• **Texto fornecido**:
□ □ □ □ □ □ □

Zé Celso e o nosso continuar esperando Godot em pleno 2022 [Diálogos com o teatro]

* Atenção: este texto possui spoiler da peça!


Beckett, através de seu teatro - e toda sua literatura - do absurdo, leva ao paroxismo cenas que, no fundo, são o nosso mais banal quotidiano, mas que normalizamos - até como forma de suportar o sem sentido de ações em um mundo (socialmente construído) que reiteradamente nos nega a possibilidade de criar sentido à nossa existência. "A gente sempre inventa alguma coisa para ter a impressão que a gente existe", diz Estragon, talvez numa frase já caduca para o século XXI, primeiro porque a gente não precisa ter a impressão de que existimos, precisamos passar essa impressão; e segundo porque estamos num tempo em que crianças são instadas a obedecer até mesmo em seus momentos de lazer, entretidas e devidamente caladas por parafernálias eletrônicas ou animadores de festas, que negam qualquer tempo vazio por onde a criatividade e a autonomia possam florescer - porque uma pessoa diante do vazio é uma pessoa que questiona e incomoda, uma pessoa que inventa e pode fugir do controle. 

A não ser que seja a pessoa o próprio vazio: desprovido de qualquer relação com o tempo que não seja de tédio, como Estragon, a viver num eterno presente, em que sequer as marcas no corpo - a ferida da perna, do chute de Lucky (ou Felizardo, como na versão do Oficina), a necrosar - conseguem imprimir uma memória, e cujas lembranças são apenas as referências mais óbvias para estar no mundo - um mundo muito estreito, ainda por cima -, como sua amizade com Vladimir. Sim, talvez um avanço para o tipo ideal de sujeito que temos hoje: cidadãos de não-lugares, que não estabelecem mais que relações fugazes, rasas - líquidas - com tudo o que o rodeia (locais, coisas e pessoas), e se movimentam em meio a sinalizações publicitárias.

A montagem de Esperando Godot feita pelo Teatro Oficina, é de uma feliz sutileza ao atualizar a condição do sujeito de hoje à obra de 1952, sem deixar se seguir muito rente ao texto.

Há uma dinamicidade e vivacidade em Vladimir (Alexandre Borges) e Estragão (Marcelo Drummond) que eu ainda não vira em nenhuma das montagens a que assisti - nem noto no texto. Um frescor de novidade e aventura naquele mais do mesmo sem sentido e sem graça que os dois personagens vivenciam. A insistência de Estragão de partirem aparece mais como inquietação e falta de memória, e não de tédio - ainda que, sim, aquela situação é tediosa o suficiente para não querer estar. 

E quem mais deveria estar entediado, cansado de esperar - porque tem noção da espera -, Vladimir, é quem mais se mostra animado a preencher esse vazio de não acontecimentos, como se fosse o mais corriqueiro da vida e não coubesse qualquer negatividade - "good vibes only", como dizem muitas pessoas hoje em dia, desesperadas em negar o mundo e sua própria condição.

□ □ □ □ □ □ □

• **Tarefas a realizar**:
**A.** Liste todas as pessoas reais, e não personagens, citadas pelo nome no texto sobre Esperando Godot.
**B.** Com base no texto sobre Esperando Godot, responda:
(i) De que ano é a obra de Beckett?
(ii) Que ator faz o papel de Vladimir na montagem do Teatro Oficina?
(iii) Que nome recebe Lucky na versão do Oficina?
**C.** Reproduza o trecho do texto sobre Esperando Godot que começa em "A montagem de" e termina em "rente ao texto.".

• **Dados fornecidos**:
□ □ □ □ □ □ □

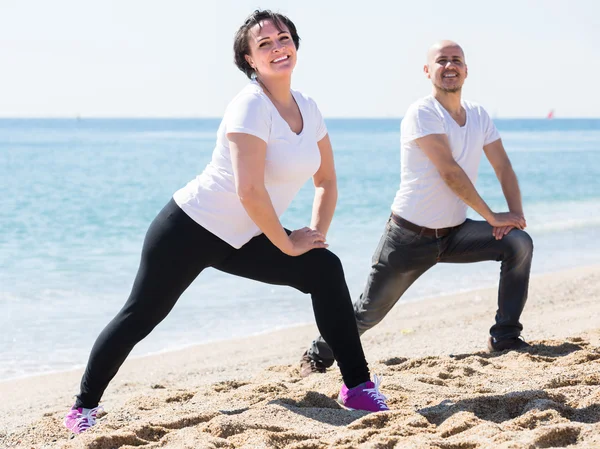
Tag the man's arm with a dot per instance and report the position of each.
(437, 148)
(500, 162)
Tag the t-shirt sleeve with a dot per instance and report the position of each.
(317, 119)
(490, 130)
(420, 121)
(248, 114)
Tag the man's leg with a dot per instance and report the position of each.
(473, 242)
(400, 258)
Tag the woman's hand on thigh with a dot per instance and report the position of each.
(304, 240)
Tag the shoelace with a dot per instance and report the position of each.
(375, 393)
(86, 421)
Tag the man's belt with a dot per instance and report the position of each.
(428, 232)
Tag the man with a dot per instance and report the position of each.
(442, 138)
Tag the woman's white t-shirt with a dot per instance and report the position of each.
(291, 159)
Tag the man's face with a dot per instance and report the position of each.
(446, 68)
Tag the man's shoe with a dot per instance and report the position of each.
(509, 344)
(363, 397)
(81, 419)
(309, 366)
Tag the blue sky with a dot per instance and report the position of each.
(173, 58)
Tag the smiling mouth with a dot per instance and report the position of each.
(450, 75)
(280, 59)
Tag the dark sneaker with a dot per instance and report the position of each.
(309, 366)
(364, 397)
(81, 419)
(510, 344)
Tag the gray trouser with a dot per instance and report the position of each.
(403, 255)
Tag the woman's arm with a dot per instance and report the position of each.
(325, 182)
(248, 160)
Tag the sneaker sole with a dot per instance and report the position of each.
(343, 406)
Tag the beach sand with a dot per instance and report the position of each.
(444, 390)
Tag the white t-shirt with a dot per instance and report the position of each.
(423, 197)
(211, 200)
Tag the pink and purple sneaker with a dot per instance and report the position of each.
(81, 419)
(363, 397)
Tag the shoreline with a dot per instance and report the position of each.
(199, 345)
(422, 349)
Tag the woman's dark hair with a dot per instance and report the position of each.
(241, 48)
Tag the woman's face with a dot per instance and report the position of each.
(272, 52)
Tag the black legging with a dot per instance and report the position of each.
(176, 250)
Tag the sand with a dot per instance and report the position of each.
(445, 391)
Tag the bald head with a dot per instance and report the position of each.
(446, 67)
(443, 46)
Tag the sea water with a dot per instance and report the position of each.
(77, 197)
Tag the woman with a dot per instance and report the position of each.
(271, 140)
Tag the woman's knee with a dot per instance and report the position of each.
(321, 267)
(519, 242)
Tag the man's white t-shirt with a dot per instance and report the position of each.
(423, 197)
(291, 159)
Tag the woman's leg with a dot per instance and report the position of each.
(320, 273)
(176, 249)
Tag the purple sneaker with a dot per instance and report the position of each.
(80, 419)
(363, 397)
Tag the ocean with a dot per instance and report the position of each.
(77, 196)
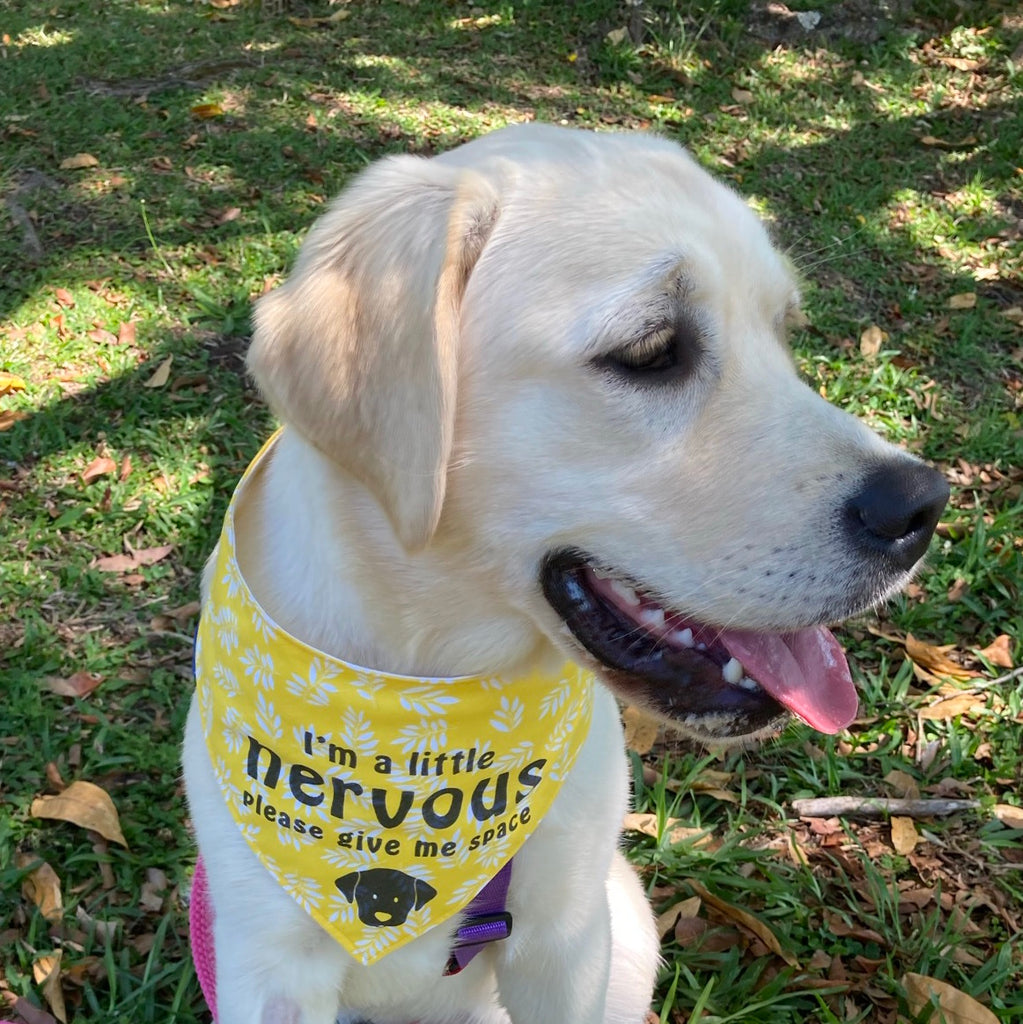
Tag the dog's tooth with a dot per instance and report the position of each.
(626, 592)
(683, 637)
(732, 671)
(652, 616)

□ □ □ □ □ □ □

• **Respostas dadas**:
**A.**
Zé Celso
Beckett
Alexandre Borges
Marcelo Drummond

**B.**
(i) 1952.
(ii) Alexandre Borges.
(iii) Felizardo.

**C.**
A montagem de Esperando Godot feita pelo Teatro Oficina, é de uma feliz sutileza ao atualizar a condição do sujeito de hoje à obra de 1952, sem deixar se seguir muito rente ao texto.